No entanto, todas as teorias pedagógicas nos dizem ser no início da escolaridade que as crianças aprendem a aprender e aprendem sobretudo o sentido e o prazer de conhecer. Como podem chegar a descobrir o sentido do conhecimento e o prazer de aprender, quem fracassa na primeira tentativa, que é a alfabetização? Como pode chegar a aprender quem não vê sentido no que insistem em lhe ensinar?
O problema do analfabetismo é um dos mais graves problemas que enfrenta a América Latina, especialmente num país como o Brasil. Segundo as estatísticas oficiais, mais de 20% da população brasileira é constituída de analfabetos. É preciso dizer que no Brasil é considerado alfabetizado quem apenas desenha o seu nome.
E quem são os analfabetos? No Brasil, na América Latina e em todas as partes do mundo, os analfabetos são sempre filhos de analfabetos ou semi-analfabetos., filhos daqueles que, ou jamais foram à escola, ou na escola, ao invés de aprenderem a ler, escrever e contar (pelo menos), aprenderam serem incapazes de aprender. São, em suma, filhos e filhas, irmãos e irmãs dos que fracassaram na escola e que na escola aprenderam ser sua a responsabilidade por seu próprio fracasso.
Quantas vezes, em minha história de professora alfabetizadora, me deparei, no primeiro dia de aula, com a ansiedade da mãe que me implorava:

'Puxa pela minha filha, para ver se esta aprende, pois tudo é cabeça dura lá em casa'.

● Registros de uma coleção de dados
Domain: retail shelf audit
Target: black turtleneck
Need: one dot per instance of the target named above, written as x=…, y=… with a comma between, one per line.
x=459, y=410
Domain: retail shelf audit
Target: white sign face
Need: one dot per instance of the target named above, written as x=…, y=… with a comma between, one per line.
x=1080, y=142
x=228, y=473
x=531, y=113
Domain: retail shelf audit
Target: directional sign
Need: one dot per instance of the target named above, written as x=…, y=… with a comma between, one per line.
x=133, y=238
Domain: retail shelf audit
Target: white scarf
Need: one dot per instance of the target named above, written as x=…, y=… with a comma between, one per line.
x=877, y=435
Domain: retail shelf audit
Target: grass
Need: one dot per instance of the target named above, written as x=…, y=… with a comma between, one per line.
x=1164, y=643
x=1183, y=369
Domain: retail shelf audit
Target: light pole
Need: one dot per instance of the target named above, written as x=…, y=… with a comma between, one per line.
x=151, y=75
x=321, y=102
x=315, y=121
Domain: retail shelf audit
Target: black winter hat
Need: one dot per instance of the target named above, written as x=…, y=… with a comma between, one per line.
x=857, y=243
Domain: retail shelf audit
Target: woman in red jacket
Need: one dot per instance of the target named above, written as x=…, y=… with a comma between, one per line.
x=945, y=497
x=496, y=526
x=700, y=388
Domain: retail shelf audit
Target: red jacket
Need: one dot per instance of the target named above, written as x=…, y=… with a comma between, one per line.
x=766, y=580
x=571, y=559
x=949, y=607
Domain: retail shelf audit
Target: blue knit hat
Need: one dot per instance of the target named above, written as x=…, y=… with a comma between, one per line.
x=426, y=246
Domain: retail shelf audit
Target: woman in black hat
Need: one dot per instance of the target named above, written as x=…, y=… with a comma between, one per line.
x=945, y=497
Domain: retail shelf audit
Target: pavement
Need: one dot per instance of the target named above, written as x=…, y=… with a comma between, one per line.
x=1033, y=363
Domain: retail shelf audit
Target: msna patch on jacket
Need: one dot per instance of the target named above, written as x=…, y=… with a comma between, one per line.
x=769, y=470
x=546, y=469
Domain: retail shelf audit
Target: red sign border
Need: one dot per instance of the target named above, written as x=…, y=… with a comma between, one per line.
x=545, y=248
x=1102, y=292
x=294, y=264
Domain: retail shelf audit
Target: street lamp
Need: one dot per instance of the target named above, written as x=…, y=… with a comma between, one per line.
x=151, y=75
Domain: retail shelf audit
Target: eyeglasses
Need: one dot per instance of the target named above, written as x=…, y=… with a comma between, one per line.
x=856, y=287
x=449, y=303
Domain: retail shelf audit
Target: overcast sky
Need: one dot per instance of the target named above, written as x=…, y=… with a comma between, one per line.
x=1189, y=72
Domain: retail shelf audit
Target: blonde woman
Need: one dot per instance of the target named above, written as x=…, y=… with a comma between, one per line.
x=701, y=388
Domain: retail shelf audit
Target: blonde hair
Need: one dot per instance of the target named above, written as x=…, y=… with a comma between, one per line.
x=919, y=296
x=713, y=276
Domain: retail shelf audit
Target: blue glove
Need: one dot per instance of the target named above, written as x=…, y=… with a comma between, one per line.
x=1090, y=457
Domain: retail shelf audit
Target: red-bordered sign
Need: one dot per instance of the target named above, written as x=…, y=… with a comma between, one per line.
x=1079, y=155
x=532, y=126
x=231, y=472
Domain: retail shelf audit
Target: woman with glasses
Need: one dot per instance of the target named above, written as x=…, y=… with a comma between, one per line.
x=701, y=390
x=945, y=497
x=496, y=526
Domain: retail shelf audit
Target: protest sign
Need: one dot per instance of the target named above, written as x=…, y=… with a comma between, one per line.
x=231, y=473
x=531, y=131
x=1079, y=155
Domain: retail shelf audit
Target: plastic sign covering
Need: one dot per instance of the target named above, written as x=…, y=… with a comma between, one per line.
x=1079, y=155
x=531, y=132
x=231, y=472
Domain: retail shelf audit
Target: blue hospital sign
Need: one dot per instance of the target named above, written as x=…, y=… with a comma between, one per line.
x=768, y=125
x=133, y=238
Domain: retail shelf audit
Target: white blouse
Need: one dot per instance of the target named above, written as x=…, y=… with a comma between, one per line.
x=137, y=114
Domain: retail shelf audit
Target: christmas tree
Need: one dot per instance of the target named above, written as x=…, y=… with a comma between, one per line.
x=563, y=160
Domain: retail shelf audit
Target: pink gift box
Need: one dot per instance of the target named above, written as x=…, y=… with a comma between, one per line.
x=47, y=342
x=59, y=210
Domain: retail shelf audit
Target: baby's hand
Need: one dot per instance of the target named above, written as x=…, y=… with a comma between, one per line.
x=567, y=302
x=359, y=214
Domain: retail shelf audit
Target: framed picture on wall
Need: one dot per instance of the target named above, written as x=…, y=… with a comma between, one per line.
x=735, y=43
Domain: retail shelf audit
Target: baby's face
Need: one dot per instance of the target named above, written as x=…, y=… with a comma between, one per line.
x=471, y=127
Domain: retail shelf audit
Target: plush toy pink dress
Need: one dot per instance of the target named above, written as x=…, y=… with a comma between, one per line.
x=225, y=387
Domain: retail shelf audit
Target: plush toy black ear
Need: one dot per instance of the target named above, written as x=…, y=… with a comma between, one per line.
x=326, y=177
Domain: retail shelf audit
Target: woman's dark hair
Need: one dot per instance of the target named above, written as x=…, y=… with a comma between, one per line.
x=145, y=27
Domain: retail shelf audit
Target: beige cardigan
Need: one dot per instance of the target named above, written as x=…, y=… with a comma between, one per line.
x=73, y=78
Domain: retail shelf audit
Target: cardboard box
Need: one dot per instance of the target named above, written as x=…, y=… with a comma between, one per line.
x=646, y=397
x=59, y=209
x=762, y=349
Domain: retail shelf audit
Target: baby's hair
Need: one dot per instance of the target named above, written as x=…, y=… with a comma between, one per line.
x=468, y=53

● O que se pede
a. Responda às perguntas com base no texto sobre analfabetismo:
(i) Segundo as estatísticas oficiais, que parcela da população brasileira é analfabeta?
(ii) No Brasil, quem é considerado alfabetizado?
(iii) De acordo com as teorias pedagógicas, o que as crianças aprendem no início da escolaridade?
b. Escreva a continuação do texto sobre analfabetismo a partir do ponto em que ele termina.
Os dados não têm nenhuma relação com o texto sobre analfabetismo.

● Respostas escritas
a.
(i) Mais de 20% da população brasileira.
(ii) Quem apenas desenha o seu nome.
(iii) Aprendem a aprender e, sobretudo, o sentido e o prazer de conhecer.

b.
Será que uma criança que cresce ouvindo que 'tudo é cabeça dura lá em casa' consegue superar a avaliação da própria mãe de que todos os seus filhos e filhas são incapazes de aprender, e consegue aprender, rompendo o estigma do fracasso escolar de sua família? Será que alguém consegue se perceber como capaz de aprender quando sua própria mãe afirma que ela só aprenderá se a professora 'puxar por ela', mostrando descrer da capacidade de sua filha para aprender? Na avaliação da mãe, só uma professora muito competente (e competência para ela é puxar por sua filha) conseguirá que de uma família de gente pouco inteligente, 'cabeça dura', alguém aprenda. A própria imagem de 'puxar' é significativa: é assim como quem puxa um asno que empaca e não sai do lugar. Para que o asno que empaca saia do lugar, se mova e ande para a frente, é preciso que alguém o puxe. Este é o papel que a mãe espera da professora - que ela puxe por sua filha, que empacou como o asno da metáfora.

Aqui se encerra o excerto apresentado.